## Description of the task:
From the records below, extract every line that contains the string "barrier". Case counts.

Saved data entries
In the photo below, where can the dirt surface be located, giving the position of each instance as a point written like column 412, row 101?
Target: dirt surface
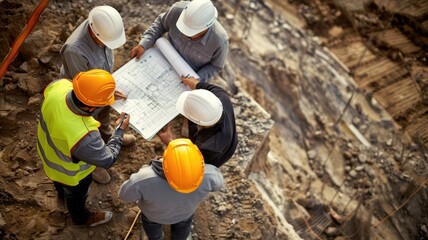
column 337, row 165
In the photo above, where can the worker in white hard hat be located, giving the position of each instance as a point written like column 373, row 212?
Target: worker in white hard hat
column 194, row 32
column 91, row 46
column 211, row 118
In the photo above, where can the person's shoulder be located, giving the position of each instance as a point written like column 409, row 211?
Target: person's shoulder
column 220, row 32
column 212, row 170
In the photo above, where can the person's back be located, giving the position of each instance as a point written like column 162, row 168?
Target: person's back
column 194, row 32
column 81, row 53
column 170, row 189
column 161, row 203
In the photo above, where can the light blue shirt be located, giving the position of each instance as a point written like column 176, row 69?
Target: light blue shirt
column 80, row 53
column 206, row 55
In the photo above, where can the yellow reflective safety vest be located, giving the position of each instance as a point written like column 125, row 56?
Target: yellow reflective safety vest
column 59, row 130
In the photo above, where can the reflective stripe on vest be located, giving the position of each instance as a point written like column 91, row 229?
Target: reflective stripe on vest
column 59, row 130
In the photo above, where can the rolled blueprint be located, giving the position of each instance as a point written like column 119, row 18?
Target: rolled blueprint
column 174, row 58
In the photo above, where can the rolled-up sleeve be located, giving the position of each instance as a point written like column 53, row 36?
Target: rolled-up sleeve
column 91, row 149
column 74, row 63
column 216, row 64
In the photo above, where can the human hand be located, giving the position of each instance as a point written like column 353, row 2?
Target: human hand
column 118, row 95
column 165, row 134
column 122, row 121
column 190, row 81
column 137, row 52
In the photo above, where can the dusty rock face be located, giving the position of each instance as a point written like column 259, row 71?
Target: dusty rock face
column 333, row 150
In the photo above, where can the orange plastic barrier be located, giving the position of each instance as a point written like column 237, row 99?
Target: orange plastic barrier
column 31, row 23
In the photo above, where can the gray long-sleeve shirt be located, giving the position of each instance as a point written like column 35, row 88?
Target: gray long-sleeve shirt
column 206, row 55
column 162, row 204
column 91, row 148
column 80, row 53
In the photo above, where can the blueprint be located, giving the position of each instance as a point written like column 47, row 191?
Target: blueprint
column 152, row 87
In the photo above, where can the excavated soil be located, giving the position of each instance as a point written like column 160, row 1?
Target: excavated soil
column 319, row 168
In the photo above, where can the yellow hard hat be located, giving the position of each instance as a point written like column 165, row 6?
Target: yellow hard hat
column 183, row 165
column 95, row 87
--
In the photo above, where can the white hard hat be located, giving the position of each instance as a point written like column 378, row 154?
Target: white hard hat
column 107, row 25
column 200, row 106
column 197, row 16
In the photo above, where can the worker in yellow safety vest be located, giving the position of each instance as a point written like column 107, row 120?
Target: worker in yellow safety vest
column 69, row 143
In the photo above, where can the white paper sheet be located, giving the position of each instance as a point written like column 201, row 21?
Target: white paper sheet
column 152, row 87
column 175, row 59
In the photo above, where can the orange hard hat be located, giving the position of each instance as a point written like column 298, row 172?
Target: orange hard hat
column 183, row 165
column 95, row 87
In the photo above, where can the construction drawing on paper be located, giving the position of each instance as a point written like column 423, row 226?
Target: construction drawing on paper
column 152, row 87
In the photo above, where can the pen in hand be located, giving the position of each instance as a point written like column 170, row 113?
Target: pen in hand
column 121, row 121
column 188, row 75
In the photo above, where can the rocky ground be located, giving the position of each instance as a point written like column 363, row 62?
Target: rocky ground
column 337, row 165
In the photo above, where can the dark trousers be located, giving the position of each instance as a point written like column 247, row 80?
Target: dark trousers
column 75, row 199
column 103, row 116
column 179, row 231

## Finished answer:
In the photo above, where can the orange plastic barrier be located, giving the position of each instance as a point written like column 237, row 99?
Target: orange plastic barrier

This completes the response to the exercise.